WHAT IS ASKED:
How many lines in the entries below contain the string "field"? Reply with the number alone.

RECORDS SUPPLIED:
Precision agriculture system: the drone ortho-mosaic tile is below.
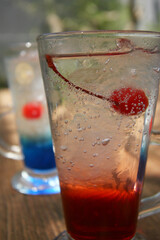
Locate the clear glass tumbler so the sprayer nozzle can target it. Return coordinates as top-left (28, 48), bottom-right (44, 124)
top-left (38, 31), bottom-right (160, 240)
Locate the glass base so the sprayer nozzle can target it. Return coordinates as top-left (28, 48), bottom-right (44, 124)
top-left (54, 231), bottom-right (145, 240)
top-left (11, 169), bottom-right (60, 195)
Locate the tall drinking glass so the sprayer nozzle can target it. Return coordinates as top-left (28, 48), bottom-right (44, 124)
top-left (5, 42), bottom-right (60, 194)
top-left (38, 31), bottom-right (160, 240)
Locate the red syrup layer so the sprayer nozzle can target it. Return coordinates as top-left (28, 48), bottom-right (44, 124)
top-left (46, 39), bottom-right (149, 115)
top-left (61, 184), bottom-right (140, 240)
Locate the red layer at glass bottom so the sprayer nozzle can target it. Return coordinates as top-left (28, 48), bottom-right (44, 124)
top-left (61, 184), bottom-right (140, 240)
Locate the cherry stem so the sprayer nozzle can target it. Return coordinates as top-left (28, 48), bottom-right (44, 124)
top-left (46, 55), bottom-right (111, 101)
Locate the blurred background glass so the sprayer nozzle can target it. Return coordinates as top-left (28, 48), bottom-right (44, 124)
top-left (0, 0), bottom-right (160, 88)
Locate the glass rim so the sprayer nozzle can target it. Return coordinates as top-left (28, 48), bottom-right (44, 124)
top-left (37, 30), bottom-right (160, 41)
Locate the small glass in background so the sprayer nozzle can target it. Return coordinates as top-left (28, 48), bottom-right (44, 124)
top-left (5, 42), bottom-right (60, 194)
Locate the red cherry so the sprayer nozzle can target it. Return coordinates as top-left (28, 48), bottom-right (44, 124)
top-left (109, 87), bottom-right (148, 115)
top-left (46, 55), bottom-right (148, 115)
top-left (22, 102), bottom-right (43, 119)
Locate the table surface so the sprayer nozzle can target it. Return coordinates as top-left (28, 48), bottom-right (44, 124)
top-left (0, 89), bottom-right (160, 240)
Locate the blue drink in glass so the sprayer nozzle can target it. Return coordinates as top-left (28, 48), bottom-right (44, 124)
top-left (5, 43), bottom-right (60, 195)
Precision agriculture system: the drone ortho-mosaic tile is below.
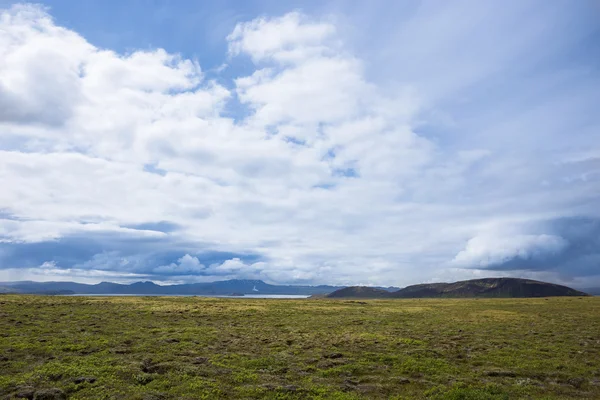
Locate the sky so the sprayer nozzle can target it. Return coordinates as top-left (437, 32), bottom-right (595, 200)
top-left (0, 0), bottom-right (600, 287)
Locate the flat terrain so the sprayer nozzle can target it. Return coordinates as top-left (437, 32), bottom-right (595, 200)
top-left (0, 295), bottom-right (600, 400)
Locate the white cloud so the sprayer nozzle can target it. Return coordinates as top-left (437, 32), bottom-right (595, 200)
top-left (453, 235), bottom-right (569, 268)
top-left (0, 2), bottom-right (599, 285)
top-left (227, 12), bottom-right (335, 62)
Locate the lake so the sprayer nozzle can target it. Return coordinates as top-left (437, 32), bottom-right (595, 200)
top-left (64, 293), bottom-right (310, 299)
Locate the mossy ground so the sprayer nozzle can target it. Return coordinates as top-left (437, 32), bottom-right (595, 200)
top-left (0, 295), bottom-right (600, 400)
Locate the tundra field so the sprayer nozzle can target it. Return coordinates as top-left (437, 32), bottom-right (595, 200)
top-left (0, 295), bottom-right (600, 400)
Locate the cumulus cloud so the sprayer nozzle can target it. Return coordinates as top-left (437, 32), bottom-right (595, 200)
top-left (0, 5), bottom-right (600, 285)
top-left (453, 235), bottom-right (569, 268)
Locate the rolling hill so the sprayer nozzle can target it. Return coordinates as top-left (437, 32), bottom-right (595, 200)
top-left (327, 278), bottom-right (588, 299)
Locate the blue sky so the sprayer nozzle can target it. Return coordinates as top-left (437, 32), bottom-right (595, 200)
top-left (0, 0), bottom-right (600, 287)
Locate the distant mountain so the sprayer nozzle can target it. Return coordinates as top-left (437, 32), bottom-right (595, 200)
top-left (0, 279), bottom-right (346, 295)
top-left (327, 286), bottom-right (393, 299)
top-left (327, 278), bottom-right (588, 299)
top-left (581, 287), bottom-right (600, 296)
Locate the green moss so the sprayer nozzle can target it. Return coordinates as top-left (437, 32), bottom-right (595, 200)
top-left (0, 295), bottom-right (600, 400)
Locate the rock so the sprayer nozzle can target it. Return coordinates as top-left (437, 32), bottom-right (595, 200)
top-left (33, 388), bottom-right (67, 400)
top-left (13, 386), bottom-right (35, 400)
top-left (142, 393), bottom-right (167, 400)
top-left (73, 376), bottom-right (96, 385)
top-left (567, 378), bottom-right (585, 389)
top-left (141, 358), bottom-right (173, 374)
top-left (485, 371), bottom-right (517, 378)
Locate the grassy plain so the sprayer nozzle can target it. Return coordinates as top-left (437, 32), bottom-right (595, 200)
top-left (0, 295), bottom-right (600, 400)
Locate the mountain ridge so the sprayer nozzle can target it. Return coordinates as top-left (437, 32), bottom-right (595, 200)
top-left (0, 279), bottom-right (399, 295)
top-left (326, 278), bottom-right (589, 299)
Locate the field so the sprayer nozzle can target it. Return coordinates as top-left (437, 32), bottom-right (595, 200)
top-left (0, 295), bottom-right (600, 400)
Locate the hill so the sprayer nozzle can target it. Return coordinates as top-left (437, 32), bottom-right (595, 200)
top-left (0, 279), bottom-right (342, 296)
top-left (326, 286), bottom-right (394, 299)
top-left (327, 278), bottom-right (588, 299)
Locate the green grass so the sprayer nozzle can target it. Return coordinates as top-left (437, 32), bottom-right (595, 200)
top-left (0, 295), bottom-right (600, 400)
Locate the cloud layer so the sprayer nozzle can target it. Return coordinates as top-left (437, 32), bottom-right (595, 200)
top-left (0, 3), bottom-right (600, 286)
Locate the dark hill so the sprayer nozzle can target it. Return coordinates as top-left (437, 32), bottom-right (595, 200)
top-left (327, 278), bottom-right (588, 299)
top-left (326, 286), bottom-right (395, 299)
top-left (326, 286), bottom-right (395, 299)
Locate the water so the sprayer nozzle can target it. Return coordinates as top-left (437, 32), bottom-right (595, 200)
top-left (64, 293), bottom-right (310, 299)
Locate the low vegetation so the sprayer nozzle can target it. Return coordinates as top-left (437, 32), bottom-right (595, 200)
top-left (0, 295), bottom-right (600, 400)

THE REPLY:
2